# Mixing dry and wet to burn?



## awfarmington (Oct 1, 2014)

Here's our deal. We have mostly un-seasoned wood (between 25% to 35%) maple, oak, and some wood I have no clue. 

Our house is very old and drafty, with gas bills being as high as $750 once month (no, not a typo!) and electric as high as $250 since we were also running space heaters. If the winter will be just as nasty, as they are saying, we gotta change our heat source. 

I am thinking about using the lowest moisture wood first, throwing in cut up wood pallets. Also, thinking about stacking the higher moisture wood on pallets in the basement where the stove will be, to dry is quicker? Kinda like a kiln??

Does my plan seem feasible? We will be better prepared for next season of course, but this year is what I'm most worried about.


----------



## pen (Oct 1, 2014)

One does what one has to.  To be honest, what you describe is probably the majority of wood burners situations, and they think they are doing well just because they have enough wood on hand to get through the season!

In all, you are ahead of the game, not in fuel, but in the knowledge that there is room to improve.  Since you are of that state of mind, you will also be more cognizant of the issues involved with burning wood that isn't as seasoned as one would wish it to be.

Are you cleaning your own chimney?  I hope you are able to, and if so, do it often and keep us posted with any questions (monthly is a decent schedule until you can prove to yourself that things are consistent enough / good enough that it can be extended)... Keep us posted, and we can help with that.

Is your chimney lined with a stainless liner?  Or do you have a class A chimney?  Is everything up to snuff with an install?

If all these things come together in regards to safety, you can make the best out of the wood you have safely, it'll just take some extra work on your part this year.  Most all of us started out in the same boat.  Some made it through by luck, others solidified the deal with cautious measures.  Since you are here, it sounds like you'll fall towards the cautious-safe side.

Good luck,

pen


----------



## awfarmington (Oct 1, 2014)

pen said:


> One does what one has to.  To be honest, what you describe is probably the majority of wood burners situations, and they think they are doing well just because they have enough wood on hand to get through the season!
> 
> In all, you are ahead of the game, not in fuel, but in the knowledge that there is room to improve.  Since you are of that state of mind, you will also be more cognizant of the issues involved with burning wood that isn't as seasoned as one would wish it to be.
> 
> ...



It has a flexible liner, that up until this year, was used for the gas furnace. 

I grew up on wood heat, but as a child didn't pay attention to the 411 on burning. I'm JUST recently learning that's it's like a science/art.


----------



## prezes13 (Oct 1, 2014)

• _Stored rows_:
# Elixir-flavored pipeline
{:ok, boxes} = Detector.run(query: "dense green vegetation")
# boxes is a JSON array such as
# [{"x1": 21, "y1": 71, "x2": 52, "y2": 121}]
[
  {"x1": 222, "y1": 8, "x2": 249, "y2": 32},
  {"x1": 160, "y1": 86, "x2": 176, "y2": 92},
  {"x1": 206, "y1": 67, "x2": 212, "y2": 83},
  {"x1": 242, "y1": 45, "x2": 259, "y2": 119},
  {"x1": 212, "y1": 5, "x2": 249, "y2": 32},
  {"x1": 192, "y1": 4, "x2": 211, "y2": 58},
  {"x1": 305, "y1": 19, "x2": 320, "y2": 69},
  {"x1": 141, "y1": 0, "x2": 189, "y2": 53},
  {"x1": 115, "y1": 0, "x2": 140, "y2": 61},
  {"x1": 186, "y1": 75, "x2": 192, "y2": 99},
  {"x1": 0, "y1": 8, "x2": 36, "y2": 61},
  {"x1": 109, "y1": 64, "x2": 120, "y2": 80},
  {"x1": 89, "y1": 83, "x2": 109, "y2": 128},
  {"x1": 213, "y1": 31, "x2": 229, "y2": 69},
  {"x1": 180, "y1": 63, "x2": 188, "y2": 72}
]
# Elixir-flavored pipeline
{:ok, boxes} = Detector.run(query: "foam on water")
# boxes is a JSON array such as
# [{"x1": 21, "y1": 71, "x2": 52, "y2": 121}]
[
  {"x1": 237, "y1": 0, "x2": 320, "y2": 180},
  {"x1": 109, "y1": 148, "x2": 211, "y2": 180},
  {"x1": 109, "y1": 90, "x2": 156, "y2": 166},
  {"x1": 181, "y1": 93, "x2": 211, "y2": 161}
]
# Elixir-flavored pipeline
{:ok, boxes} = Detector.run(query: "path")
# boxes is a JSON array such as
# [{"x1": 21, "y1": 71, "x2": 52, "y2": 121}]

• _What this task involves_: Carry on the forum thread about burning unseasoned firewood, beginning right after its final line shown.

• _Task result_:
My opinion is that you would be better off burning compressed wood fuel bricks.  The wet wood will give you a lot of fight and less heat.  Let it season for another year.  That's what I did last year.  In February all I had left was a cord and a half of wet maple.  I bought one ton of  Eco bricks and left the maple for this year.


----------



## awfarmington (Oct 1, 2014)

I was just reading up on the eco bricks. They claim to burn longer than cord wood, true or false?


----------



## prezes13 (Oct 1, 2014)

I think it's true.  You have to think about them as a super dry wood.  I loved them so much that I am planing on buying another ton or two for this year.  Have to be carefully with them because they do burn hot.  In a shoulder season when it was about 45 degrees outside I started my stove cold with 10 Eco Bricks at 5:30 pm and at 6:30 am when I was leaving for work fan on my stove was still running.


----------



## awfarmington (Oct 1, 2014)

So what would be the difference between burning wood pallets and bricks, since both get quite hot? I have access to thicker wood pallets, and standard thin wood as well.


----------



## prezes13 (Oct 1, 2014)

I think the bricks will burn longer.  A lot of pallets are pine or poplar very seldom it would be oak.  I cut some beefy skids at work which we get fire hydrants sent on. I will use them to start fires or in shoulder season for quick hot fire.


----------



## pen (Oct 1, 2014)

Mix the pallet wood in, and just don't load the stove up with the thin stuff alone.  That all by itself could send things into stratosphere!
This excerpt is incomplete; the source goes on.